Exercise aim
Please copy out each of the records below, keeping every line unchanged.

**** Source material ****

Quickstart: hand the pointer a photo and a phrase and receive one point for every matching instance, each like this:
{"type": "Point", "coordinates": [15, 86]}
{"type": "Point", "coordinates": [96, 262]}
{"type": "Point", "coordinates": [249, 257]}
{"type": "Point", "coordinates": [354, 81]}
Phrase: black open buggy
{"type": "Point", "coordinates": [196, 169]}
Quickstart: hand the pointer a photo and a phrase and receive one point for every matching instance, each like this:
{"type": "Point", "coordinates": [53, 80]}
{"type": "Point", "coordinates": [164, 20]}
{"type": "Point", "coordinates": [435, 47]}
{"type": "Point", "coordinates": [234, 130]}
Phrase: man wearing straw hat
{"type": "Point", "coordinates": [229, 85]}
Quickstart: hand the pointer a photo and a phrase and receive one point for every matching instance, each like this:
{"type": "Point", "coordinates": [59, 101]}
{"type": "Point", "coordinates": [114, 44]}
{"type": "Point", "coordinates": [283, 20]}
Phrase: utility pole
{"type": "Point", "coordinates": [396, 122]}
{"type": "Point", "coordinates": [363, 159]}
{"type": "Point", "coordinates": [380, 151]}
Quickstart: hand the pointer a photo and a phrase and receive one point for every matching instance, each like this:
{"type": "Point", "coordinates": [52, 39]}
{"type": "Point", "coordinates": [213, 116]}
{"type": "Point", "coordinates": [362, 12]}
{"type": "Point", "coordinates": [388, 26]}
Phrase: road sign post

****

Output of the exercise
Quickstart: hand the pointer a photo and a phrase and receive one point for every matching instance, each like this:
{"type": "Point", "coordinates": [15, 86]}
{"type": "Point", "coordinates": [96, 262]}
{"type": "Point", "coordinates": [249, 257]}
{"type": "Point", "coordinates": [354, 81]}
Phrase: black open buggy
{"type": "Point", "coordinates": [196, 169]}
Quickstart: hand the pointer a photo and a phrase and receive one point for every matching instance, each like this:
{"type": "Point", "coordinates": [53, 80]}
{"type": "Point", "coordinates": [164, 20]}
{"type": "Point", "coordinates": [435, 47]}
{"type": "Point", "coordinates": [234, 130]}
Phrase: man wearing straw hat
{"type": "Point", "coordinates": [229, 85]}
Quickstart: hand the pointer a photo and a phrase and receive one point for every matching instance, each like this:
{"type": "Point", "coordinates": [59, 101]}
{"type": "Point", "coordinates": [114, 44]}
{"type": "Point", "coordinates": [283, 20]}
Phrase: utility pole
{"type": "Point", "coordinates": [396, 122]}
{"type": "Point", "coordinates": [363, 159]}
{"type": "Point", "coordinates": [380, 151]}
Quickstart: hand the pointer a photo and a phrase and receive one point for every matching instance, each like this:
{"type": "Point", "coordinates": [52, 39]}
{"type": "Point", "coordinates": [213, 116]}
{"type": "Point", "coordinates": [362, 12]}
{"type": "Point", "coordinates": [388, 26]}
Phrase: road sign post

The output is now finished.